-- EXERCISE INSTRUCTIONS --
Can you turn every line of the records below into a JSON list of strings, one string per line with blank lines dropped and the pictures left out?

═════ GIVEN DATA

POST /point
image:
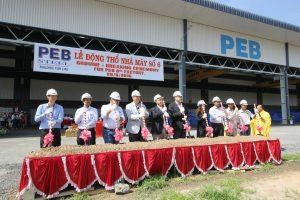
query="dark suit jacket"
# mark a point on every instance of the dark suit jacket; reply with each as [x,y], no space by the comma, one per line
[157,120]
[176,116]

══════════

-- THE REPLY --
[
  "POST /point",
  "image:",
  "query=\"dark suit jacket\"",
  "# mark a point on every instance of the dark suit jacket; reply with each as [x,y], no space by the comma, one per line",
  "[157,120]",
  "[176,116]"
]